╭──
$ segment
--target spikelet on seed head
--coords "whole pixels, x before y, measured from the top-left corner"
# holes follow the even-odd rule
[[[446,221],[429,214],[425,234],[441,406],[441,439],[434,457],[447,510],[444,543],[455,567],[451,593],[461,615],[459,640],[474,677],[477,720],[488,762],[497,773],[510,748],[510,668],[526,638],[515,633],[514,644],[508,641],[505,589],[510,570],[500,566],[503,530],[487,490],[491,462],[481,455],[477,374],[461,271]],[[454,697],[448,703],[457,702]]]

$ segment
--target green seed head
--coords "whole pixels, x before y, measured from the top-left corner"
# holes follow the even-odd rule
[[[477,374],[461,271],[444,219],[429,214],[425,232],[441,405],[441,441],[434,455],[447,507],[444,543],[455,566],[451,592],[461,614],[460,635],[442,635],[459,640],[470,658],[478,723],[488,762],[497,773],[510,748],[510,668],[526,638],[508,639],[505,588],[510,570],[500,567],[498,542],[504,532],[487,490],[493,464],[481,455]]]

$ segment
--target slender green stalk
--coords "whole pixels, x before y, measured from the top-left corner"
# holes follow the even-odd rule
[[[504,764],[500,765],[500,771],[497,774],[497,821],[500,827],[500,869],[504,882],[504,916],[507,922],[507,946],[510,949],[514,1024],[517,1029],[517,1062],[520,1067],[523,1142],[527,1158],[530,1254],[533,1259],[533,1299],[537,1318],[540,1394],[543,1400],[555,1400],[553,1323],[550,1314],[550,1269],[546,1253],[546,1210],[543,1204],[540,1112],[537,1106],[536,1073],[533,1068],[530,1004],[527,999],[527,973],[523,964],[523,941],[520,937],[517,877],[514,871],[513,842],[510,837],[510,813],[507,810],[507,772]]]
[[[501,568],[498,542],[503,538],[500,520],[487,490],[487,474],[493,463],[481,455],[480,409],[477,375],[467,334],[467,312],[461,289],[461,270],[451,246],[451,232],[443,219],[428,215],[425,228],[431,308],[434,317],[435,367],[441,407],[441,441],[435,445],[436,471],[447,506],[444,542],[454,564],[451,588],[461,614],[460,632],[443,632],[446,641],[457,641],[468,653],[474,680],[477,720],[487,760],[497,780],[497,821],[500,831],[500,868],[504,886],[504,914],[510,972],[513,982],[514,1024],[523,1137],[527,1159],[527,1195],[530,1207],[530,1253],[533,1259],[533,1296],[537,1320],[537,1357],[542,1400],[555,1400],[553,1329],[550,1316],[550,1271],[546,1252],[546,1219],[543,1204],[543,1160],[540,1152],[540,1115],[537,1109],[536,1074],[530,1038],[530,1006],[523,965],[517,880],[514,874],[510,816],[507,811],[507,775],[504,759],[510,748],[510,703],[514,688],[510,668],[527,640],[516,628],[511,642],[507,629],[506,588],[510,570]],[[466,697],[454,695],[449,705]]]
╰──
╭──
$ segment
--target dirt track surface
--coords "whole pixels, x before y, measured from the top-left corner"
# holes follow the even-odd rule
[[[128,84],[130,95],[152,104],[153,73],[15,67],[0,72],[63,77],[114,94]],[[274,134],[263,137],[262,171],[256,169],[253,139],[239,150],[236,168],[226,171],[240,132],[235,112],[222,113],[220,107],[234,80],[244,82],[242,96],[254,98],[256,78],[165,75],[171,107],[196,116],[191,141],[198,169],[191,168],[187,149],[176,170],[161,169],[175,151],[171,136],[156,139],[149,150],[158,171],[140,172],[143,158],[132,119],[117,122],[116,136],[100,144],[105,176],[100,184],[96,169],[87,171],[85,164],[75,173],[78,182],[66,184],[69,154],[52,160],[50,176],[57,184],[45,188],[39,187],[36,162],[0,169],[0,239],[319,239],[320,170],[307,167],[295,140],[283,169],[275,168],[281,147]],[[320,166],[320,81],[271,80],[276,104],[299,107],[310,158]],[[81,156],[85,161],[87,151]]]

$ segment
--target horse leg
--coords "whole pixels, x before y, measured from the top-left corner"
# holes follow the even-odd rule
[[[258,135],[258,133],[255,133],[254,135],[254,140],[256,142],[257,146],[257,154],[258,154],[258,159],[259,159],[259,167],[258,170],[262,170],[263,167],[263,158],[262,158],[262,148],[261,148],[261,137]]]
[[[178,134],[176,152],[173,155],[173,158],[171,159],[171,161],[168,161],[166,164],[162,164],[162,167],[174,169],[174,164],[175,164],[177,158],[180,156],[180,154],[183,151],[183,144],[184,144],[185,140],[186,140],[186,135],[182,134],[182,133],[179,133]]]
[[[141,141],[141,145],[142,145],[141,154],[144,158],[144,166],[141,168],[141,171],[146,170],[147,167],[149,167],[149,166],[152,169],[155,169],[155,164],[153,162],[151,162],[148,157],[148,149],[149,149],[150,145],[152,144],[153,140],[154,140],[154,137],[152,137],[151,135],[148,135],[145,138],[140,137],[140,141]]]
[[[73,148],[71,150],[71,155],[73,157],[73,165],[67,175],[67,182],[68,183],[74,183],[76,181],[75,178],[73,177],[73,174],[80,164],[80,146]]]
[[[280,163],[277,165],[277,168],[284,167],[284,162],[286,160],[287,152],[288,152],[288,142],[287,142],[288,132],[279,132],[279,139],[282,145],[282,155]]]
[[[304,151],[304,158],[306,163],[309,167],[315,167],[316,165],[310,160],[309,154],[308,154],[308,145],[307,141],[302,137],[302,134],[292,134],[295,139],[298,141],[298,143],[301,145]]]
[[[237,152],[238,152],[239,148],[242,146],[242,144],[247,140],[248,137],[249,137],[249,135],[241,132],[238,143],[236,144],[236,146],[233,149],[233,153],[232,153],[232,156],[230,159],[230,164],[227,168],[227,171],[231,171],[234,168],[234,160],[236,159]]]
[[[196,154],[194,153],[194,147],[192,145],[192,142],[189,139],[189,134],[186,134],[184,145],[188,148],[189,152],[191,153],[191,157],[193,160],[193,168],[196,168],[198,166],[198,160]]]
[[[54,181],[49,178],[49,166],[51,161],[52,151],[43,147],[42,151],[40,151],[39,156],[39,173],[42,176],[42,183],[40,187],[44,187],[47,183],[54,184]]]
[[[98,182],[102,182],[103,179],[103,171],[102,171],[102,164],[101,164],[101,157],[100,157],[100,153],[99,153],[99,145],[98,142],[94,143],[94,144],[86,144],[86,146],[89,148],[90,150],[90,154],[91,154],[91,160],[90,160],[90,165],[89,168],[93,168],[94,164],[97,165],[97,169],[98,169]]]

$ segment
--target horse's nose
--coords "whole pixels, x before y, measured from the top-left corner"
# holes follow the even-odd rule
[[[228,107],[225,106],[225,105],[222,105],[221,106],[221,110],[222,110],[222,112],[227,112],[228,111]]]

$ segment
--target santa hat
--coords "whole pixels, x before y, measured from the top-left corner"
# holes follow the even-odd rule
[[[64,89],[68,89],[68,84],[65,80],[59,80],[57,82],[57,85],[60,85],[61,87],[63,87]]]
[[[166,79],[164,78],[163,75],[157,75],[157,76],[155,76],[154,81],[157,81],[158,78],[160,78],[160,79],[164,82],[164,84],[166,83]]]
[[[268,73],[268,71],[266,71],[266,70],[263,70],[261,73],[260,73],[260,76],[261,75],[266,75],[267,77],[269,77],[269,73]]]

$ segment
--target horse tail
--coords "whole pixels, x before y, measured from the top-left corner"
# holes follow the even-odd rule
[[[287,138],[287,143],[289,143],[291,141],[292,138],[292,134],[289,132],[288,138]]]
╰──
For each line of the entries that holds the word "seed", pull that line out.

**ANSWER SECTION:**
--target spikelet on seed head
--target green seed head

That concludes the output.